*** EXCERPTED TEXT ***

Army of Trolls of the Bolivarian Revolution

Agency overview
- Formed: 2017
- Headquarters: Caracas, Venezuela
- Motto: Para enfrentar guerra mediática To confront media war
- Parent agency: Ministry of Interior, Justice and Peace

= Bolivarian Army of Trolls =

State-sponsored Internet propaganda agency of Venezuela

The Bolivarian Army of Trolls (Ejército de Trolls de la Revolución Bolivariana) is a state-sponsored Internet propaganda agency of Venezuela. It is a child agency of the Ministry of Interior, Justice and Peace that is tasked with spreading Bolivarian propaganda throughout the internet.

==History==
In May 2017, documents from the Ministry of Interior, Justice and Peace leaked surrounding the foundation of the Bolivarian Army of Trolls. The Army of Trolls was created to reinforce a militaristic mindset among its members, a defining characteristic of the Bolivarian government.

*** End of EXCERPTED TEXT ***

COMPLETE THE FOLLOWING:
1 – Answer these from the article on the Bolivarian Army of Trolls:
(a) In what year was the agency formed?
(b) Which ministry is its parent agency?
(c) What mindset was it created to reinforce among its members?
2 – Translate this sentence from the Bolivarian Army of Trolls article into Spanish: "The Army of Trolls was created to reinforce a militaristic mindset among its members, a defining characteristic of the Bolivarian government."
3 – Write the next part of the article on the Bolivarian Army of Trolls, picking up after its final sentence.

*** PROVIDED DATA ***

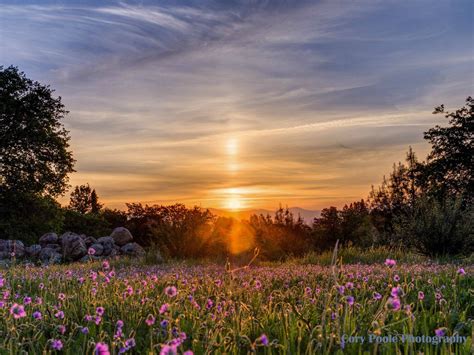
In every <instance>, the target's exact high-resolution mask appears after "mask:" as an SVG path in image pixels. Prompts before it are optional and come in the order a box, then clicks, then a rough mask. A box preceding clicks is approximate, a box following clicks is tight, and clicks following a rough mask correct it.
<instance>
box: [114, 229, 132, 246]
mask: <svg viewBox="0 0 474 355" xmlns="http://www.w3.org/2000/svg"><path fill="white" fill-rule="evenodd" d="M110 236H111V237H112V238H113V239H114V241H115V244H117V245H118V246H119V247H122V246H124V245H125V244H127V243H131V242H132V240H133V236H132V234H131V233H130V231H129V230H128V229H127V228H124V227H118V228H115V229H114V230H113V232H112V234H111V235H110Z"/></svg>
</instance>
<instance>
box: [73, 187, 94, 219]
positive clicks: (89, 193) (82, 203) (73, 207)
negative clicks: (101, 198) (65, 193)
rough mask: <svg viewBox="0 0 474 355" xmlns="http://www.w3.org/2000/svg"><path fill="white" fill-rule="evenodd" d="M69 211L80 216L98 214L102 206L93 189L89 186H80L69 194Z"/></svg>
mask: <svg viewBox="0 0 474 355" xmlns="http://www.w3.org/2000/svg"><path fill="white" fill-rule="evenodd" d="M69 209H71V210H73V211H76V212H79V213H81V214H86V213H92V214H98V213H99V212H100V210H101V209H102V204H100V203H99V197H98V196H97V193H96V192H95V189H91V187H90V186H89V184H87V185H80V186H76V187H75V188H74V191H73V192H72V193H71V199H70V201H69Z"/></svg>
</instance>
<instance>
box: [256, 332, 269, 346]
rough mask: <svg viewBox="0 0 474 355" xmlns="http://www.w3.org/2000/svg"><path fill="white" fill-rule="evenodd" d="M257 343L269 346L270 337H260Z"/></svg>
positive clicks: (261, 335) (265, 345)
mask: <svg viewBox="0 0 474 355" xmlns="http://www.w3.org/2000/svg"><path fill="white" fill-rule="evenodd" d="M257 341H258V342H259V343H260V344H262V345H265V346H267V345H268V337H267V336H266V335H265V334H262V335H260V337H259V338H258V339H257Z"/></svg>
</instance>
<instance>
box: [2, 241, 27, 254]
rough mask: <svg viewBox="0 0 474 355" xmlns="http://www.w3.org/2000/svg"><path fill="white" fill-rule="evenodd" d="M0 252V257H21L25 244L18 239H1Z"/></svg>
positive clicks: (23, 251) (22, 252)
mask: <svg viewBox="0 0 474 355" xmlns="http://www.w3.org/2000/svg"><path fill="white" fill-rule="evenodd" d="M0 254H1V257H2V258H10V257H12V256H14V257H15V258H22V257H23V256H25V245H24V244H23V242H22V241H20V240H2V241H1V242H0ZM12 254H14V255H12Z"/></svg>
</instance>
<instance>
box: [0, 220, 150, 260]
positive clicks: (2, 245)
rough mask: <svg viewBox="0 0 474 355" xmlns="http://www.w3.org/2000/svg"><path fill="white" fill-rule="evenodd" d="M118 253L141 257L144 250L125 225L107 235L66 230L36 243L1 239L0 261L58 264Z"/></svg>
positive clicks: (52, 233) (98, 258) (88, 259)
mask: <svg viewBox="0 0 474 355" xmlns="http://www.w3.org/2000/svg"><path fill="white" fill-rule="evenodd" d="M119 255H126V256H131V257H143V256H144V255H145V250H144V249H143V248H142V247H141V246H140V245H138V244H137V243H135V242H133V236H132V234H131V233H130V231H129V230H128V229H126V228H123V227H119V228H115V229H114V231H113V232H112V234H111V235H110V236H108V237H102V238H98V239H96V238H94V237H90V236H86V235H84V234H76V233H72V232H66V233H64V234H62V235H60V236H58V235H57V234H56V233H46V234H44V235H43V236H41V238H40V239H39V244H33V245H30V246H26V247H25V245H24V244H23V242H21V241H19V240H2V239H0V260H1V259H11V258H13V257H15V258H17V259H23V258H26V259H29V260H39V261H41V262H42V263H43V264H57V263H61V262H68V261H88V260H98V259H101V258H112V257H115V256H119Z"/></svg>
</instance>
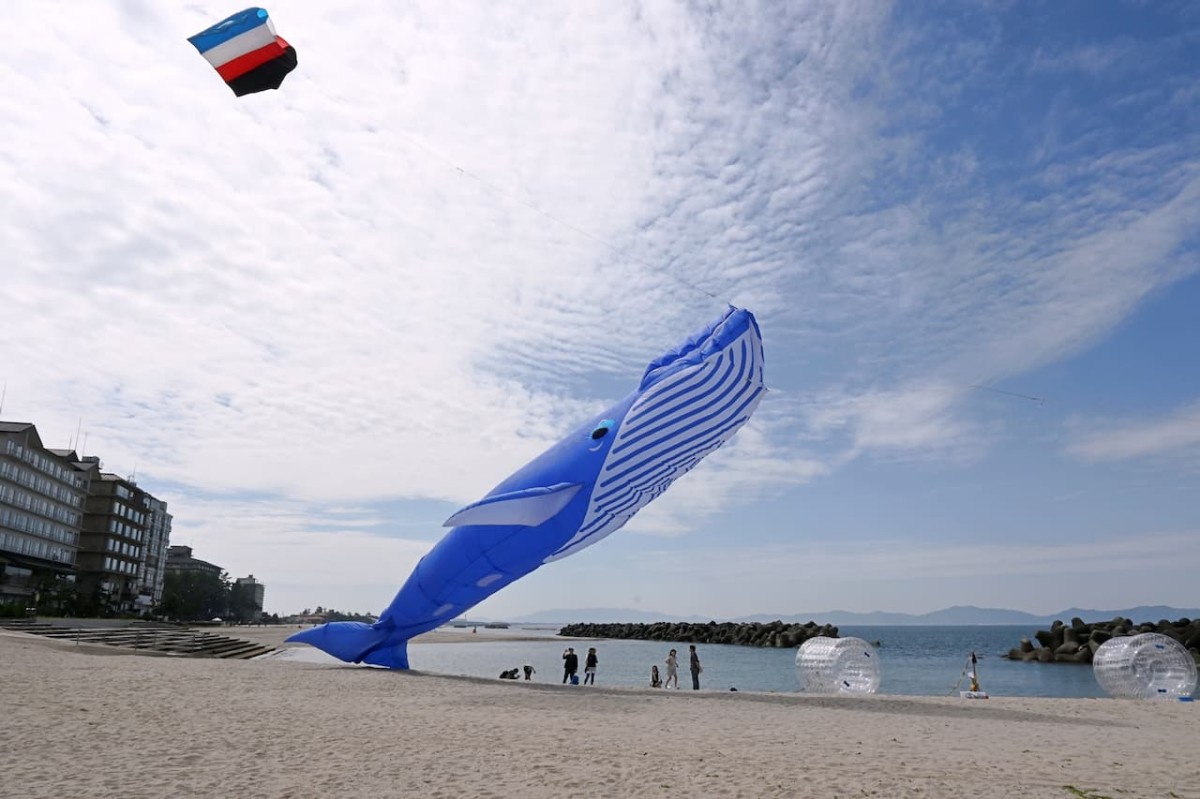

*** End of PROVIDED DATA ***

RESPONSE LIST:
1 –
(a) 2017
(b) The Ministry of Interior, Justice and Peace
(c) A militaristic mindset

2 – El Ejército de Trolls fue creado para reforzar una mentalidad militarista entre sus miembros, una característica definitoria del gobierno bolivariano.

3 –
== Organization ==
The Army of Trolls is organized in a military-like structure which includes:

- Squad – An individual responsible for twenty-three social media accounts
- Platoon – Ten squads separated into groups of two, placed in task forces involving press, design, hacking, account incubation and disinformation, a total of 230 social media accounts
- Company – Fifty individuals made of five platoons, a total of 1,150 social media accounts
- Battalion – One-hundred individuals made of two companies, a total of 2,300 social media accounts
- Brigade – Five-hundred individuals made of five battalions, a total of 11,500 social media accounts

==Functions==
Personnel involved are tasked with adopting the personas of accounts that range from being a chavista, an opposition-supporter or a sexual catfish. Trolls are also responsible for spreading disinformation and fake news.

== Reception ==
Venezuelan NGO Instituto Prensa y Sociedad stated that the Bolivarian Army of Trolls places "journalism, freedom of expression and democracy at risk" and that its creation "extends the surveillance, opacity and censorship status to the internet that the Venezuelan government has increasingly implemented through regulations, agencies and unconstitutional orders".

==See also==
- 50 Cent Party
- 1450 Internet army
- AK Trolls
- Buzzer (internet)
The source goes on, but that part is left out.